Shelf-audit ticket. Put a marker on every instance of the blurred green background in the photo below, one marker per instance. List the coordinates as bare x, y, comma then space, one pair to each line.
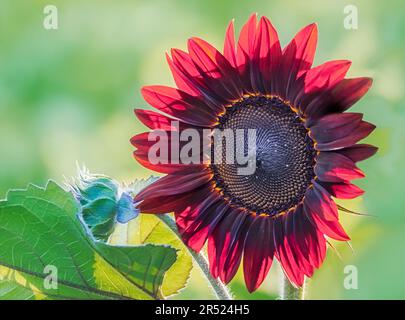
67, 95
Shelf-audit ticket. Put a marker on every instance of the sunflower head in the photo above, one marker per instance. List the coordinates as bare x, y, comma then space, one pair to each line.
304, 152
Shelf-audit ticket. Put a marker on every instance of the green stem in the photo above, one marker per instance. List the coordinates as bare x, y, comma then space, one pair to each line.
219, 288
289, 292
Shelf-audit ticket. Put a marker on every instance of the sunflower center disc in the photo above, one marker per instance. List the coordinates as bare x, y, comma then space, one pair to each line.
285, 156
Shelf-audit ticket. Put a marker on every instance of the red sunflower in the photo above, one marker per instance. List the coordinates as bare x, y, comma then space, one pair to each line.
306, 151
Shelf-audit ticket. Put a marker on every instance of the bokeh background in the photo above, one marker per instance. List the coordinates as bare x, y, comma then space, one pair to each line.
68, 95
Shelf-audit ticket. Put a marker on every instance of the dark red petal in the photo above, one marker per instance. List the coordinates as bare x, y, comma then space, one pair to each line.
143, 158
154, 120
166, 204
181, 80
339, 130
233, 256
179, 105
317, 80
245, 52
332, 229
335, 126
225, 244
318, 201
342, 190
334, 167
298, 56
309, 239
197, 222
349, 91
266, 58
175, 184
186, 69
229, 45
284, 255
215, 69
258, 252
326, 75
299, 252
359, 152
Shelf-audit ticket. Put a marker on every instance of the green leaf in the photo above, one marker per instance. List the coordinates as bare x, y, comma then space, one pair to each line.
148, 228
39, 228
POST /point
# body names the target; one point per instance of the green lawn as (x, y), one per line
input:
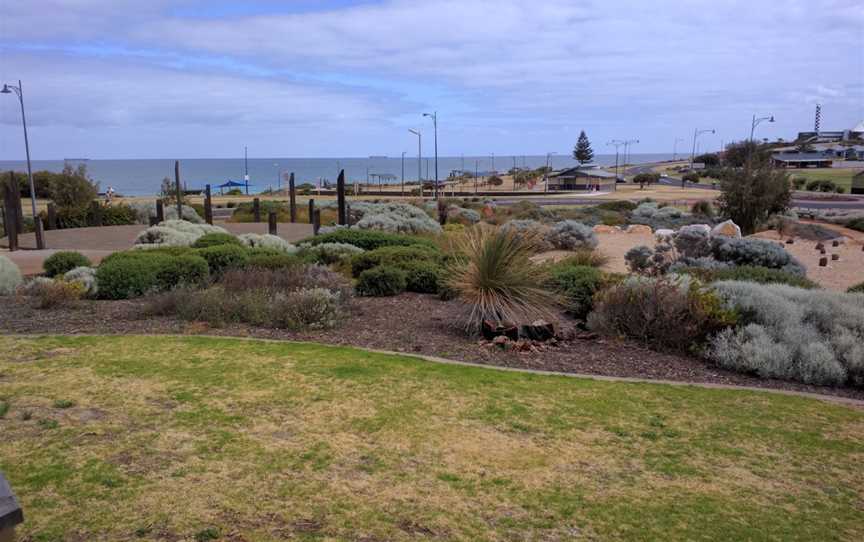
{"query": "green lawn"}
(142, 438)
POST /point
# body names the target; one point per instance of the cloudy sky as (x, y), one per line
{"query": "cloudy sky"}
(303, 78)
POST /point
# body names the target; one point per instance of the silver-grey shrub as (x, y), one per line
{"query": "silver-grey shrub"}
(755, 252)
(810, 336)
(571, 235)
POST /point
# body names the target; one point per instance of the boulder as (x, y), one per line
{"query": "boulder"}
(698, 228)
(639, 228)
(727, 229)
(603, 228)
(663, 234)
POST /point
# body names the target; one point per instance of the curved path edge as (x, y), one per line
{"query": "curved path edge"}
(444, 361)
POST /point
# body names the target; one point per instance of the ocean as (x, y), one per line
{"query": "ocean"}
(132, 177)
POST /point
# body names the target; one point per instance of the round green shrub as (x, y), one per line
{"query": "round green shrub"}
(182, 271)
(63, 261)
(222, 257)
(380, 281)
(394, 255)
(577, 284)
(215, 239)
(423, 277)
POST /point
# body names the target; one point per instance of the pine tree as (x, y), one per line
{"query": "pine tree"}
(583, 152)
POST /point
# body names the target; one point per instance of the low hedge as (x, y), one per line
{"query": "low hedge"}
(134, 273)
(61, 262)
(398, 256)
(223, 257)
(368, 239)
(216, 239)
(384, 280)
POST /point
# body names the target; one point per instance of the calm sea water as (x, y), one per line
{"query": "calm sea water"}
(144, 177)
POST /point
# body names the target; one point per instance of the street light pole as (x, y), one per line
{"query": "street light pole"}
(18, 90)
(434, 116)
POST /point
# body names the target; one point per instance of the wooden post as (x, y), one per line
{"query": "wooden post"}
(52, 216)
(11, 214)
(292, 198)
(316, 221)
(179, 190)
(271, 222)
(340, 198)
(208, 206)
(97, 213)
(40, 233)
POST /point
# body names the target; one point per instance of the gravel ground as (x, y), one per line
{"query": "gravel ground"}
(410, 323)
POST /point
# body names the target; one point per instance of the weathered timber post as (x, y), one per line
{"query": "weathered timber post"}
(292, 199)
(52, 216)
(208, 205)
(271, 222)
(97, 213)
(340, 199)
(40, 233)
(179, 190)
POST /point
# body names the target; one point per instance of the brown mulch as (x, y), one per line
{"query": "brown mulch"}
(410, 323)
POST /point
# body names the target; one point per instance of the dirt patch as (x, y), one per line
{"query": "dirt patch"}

_____

Exercise -> Starting from the line containing "ground as (x, y), one per line", repeat each line through the end of the entries, exactly.

Result for this task ->
# body names the target; one point per instance of the gravel ground as (x, y), one per line
{"query": "gravel ground"}
(410, 323)
POST /point
# body names the target; one point per instance of the weathered timber post as (x, y), one per line
{"query": "weathered timber post"}
(292, 199)
(52, 216)
(208, 205)
(271, 222)
(97, 213)
(340, 199)
(40, 233)
(179, 190)
POST /point
# body names the target; one point per instance of the brown mulch as (x, y), one per line
{"query": "brown mulch"}
(410, 323)
POST /point
# body names the target; one point per instance of the dirt patch as (x, y), one per line
{"query": "dirt patch"}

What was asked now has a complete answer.